**EXERCISE PROMPT**
Beneath this line are the data; copy exactly the part of them that opens with the line containing "Target: tree trunk" and closes with the line containing "the silver coin", and only that part.

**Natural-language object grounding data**
****
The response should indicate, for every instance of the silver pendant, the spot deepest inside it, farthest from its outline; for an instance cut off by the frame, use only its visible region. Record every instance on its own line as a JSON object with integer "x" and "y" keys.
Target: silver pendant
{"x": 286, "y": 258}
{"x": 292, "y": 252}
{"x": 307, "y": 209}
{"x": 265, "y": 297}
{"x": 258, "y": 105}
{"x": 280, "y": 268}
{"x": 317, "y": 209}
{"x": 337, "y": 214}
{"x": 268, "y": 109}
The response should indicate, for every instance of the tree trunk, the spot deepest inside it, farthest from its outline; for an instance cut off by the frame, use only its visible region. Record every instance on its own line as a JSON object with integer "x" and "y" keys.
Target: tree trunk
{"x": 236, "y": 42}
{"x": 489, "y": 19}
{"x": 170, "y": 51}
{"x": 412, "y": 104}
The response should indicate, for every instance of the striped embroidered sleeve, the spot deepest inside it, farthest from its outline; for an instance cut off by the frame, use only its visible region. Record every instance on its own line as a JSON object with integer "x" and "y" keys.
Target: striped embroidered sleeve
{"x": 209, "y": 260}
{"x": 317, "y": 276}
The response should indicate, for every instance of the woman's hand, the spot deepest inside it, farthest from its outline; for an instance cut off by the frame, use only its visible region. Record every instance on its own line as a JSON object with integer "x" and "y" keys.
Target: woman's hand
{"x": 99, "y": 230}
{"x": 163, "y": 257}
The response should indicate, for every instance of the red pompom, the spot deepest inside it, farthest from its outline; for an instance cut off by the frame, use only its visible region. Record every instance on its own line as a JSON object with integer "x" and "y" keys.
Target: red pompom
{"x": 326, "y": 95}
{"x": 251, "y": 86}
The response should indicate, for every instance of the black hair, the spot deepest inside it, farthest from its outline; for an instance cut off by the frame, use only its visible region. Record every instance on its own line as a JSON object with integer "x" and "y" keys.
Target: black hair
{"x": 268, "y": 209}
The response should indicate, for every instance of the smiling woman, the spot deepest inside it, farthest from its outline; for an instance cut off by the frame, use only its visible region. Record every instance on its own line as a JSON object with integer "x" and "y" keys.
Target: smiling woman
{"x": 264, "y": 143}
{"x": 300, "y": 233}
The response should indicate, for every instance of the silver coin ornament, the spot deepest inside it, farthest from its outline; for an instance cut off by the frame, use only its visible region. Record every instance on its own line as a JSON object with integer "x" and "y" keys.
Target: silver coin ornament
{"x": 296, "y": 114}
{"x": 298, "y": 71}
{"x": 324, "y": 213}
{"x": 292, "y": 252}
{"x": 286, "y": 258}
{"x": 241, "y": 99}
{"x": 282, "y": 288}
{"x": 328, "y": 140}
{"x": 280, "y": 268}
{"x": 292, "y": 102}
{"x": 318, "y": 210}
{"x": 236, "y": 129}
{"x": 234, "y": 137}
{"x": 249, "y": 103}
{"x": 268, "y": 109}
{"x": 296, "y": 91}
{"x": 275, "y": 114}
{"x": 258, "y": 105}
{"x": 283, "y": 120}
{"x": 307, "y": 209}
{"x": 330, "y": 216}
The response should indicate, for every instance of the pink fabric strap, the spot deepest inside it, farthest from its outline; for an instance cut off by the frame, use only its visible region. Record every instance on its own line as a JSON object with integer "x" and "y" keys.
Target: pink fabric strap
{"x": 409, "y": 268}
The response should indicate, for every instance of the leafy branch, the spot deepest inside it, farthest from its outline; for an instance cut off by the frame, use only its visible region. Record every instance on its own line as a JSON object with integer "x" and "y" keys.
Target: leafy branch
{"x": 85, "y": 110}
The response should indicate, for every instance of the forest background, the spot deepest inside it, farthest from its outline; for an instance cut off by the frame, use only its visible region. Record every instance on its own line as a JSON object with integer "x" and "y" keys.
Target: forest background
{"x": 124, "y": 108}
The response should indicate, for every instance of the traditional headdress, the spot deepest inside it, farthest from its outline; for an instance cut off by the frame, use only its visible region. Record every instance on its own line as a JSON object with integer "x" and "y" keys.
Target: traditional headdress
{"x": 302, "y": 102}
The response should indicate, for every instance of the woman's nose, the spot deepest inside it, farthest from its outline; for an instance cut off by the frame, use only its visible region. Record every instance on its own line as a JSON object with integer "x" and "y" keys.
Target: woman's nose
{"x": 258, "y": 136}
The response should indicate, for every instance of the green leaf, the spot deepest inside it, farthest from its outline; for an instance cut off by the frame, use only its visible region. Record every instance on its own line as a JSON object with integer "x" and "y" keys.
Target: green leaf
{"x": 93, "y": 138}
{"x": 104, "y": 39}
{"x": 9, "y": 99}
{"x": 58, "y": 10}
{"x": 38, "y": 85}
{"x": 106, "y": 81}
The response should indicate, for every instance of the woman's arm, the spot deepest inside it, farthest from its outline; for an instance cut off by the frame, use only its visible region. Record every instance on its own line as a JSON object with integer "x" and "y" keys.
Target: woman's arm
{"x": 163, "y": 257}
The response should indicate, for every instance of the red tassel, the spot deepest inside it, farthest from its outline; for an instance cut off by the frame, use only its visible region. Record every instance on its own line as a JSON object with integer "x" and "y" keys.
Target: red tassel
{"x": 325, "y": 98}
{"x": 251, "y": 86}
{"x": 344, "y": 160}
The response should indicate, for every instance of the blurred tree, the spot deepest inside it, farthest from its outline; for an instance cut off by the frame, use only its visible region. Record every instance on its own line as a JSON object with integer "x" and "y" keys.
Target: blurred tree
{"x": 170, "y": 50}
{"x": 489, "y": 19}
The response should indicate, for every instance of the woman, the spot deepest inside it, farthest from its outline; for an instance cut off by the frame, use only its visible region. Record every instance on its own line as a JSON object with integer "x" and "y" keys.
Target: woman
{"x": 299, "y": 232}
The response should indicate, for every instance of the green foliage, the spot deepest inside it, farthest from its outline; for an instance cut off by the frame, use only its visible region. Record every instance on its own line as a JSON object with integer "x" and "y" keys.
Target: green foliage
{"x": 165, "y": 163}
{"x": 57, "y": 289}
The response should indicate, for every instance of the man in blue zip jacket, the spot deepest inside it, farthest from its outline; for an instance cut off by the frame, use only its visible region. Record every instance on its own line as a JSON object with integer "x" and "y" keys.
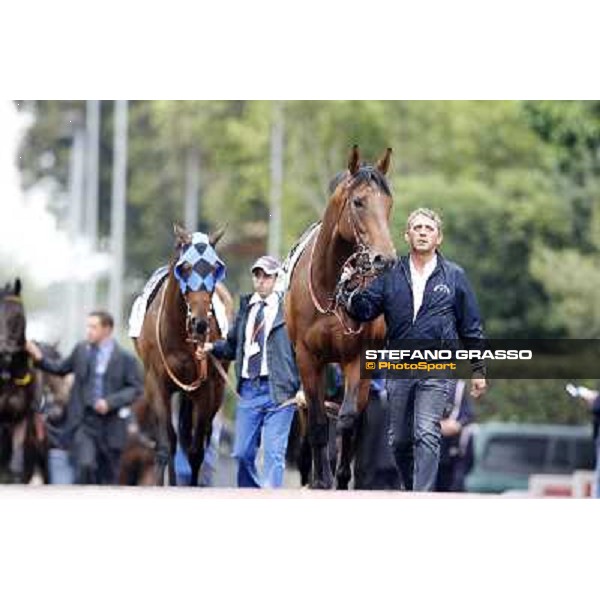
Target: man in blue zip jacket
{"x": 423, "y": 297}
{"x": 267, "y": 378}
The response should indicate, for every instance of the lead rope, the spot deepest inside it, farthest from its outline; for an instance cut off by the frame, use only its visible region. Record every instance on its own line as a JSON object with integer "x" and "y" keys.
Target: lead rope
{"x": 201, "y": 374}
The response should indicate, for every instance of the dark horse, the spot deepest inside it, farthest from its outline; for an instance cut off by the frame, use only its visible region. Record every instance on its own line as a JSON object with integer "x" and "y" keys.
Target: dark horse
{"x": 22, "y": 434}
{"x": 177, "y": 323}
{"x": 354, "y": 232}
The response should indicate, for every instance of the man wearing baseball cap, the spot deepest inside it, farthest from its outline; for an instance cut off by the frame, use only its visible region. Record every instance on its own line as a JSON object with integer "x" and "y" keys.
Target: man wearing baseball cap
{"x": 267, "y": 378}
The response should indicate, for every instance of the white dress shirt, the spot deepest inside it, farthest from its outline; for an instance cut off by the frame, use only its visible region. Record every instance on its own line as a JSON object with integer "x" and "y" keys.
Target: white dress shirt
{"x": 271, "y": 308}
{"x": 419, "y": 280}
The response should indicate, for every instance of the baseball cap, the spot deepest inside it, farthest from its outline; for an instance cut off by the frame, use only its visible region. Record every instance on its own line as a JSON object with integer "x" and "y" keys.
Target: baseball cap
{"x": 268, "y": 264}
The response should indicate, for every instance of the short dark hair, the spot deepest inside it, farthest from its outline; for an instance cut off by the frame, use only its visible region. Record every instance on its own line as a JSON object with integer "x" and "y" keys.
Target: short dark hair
****
**TASK SOLUTION**
Target: tree trunk
{"x": 236, "y": 42}
{"x": 489, "y": 19}
{"x": 170, "y": 51}
{"x": 412, "y": 104}
The response should indicate, for every instance of the striped embroidered sleeve, the spot deepest inside it, farthest from its outline; for an instance cut off by the frame, use only its visible region. Record every instance on its own line as a JSON object with integer "x" and "y" keys.
Target: striped embroidered sleeve
{"x": 209, "y": 260}
{"x": 317, "y": 276}
The response should indicate, for every instance of the woman's hand, the spot deepest inside it, farthest from its outline; for an instance cut off by the frame, use only its visible region. Record every instance on its own line as a JSON object with integer "x" and "y" keys.
Target: woman's hand
{"x": 99, "y": 230}
{"x": 163, "y": 257}
The response should indicate, for every instance of the red pompom, the spot deepest inside it, farthest from its outline; for an instance cut off by the frame, use only its visible region. Record every instance on its own line as a JSON object with integer "x" and "y" keys.
Target: red pompom
{"x": 326, "y": 95}
{"x": 251, "y": 86}
The response should indicate, for every instance of the black hair, the spot deepest inside it, farthest from its outline; for an instance cut off by the frame, use only its visible region. Record every instance on its own line as a JSON object with integer "x" and "y" keys.
Target: black hair
{"x": 268, "y": 209}
The response should indicate, for every instance of the smiling woman, the spot deepest inside it, farthest from its outline; for an instance cut off by the frame, use only its visible region. Record every instance on its own line as a JSON object with integer "x" and "y" keys.
Target: smiling woman
{"x": 264, "y": 143}
{"x": 300, "y": 233}
The response should indicate, for every instance of the silver coin ornament, the spot deepest inside it, farthest from its outline; for an instance cut off by the frame, use only its visible region. Record every instance on its own line as a JSON object with integer "x" and "y" keys.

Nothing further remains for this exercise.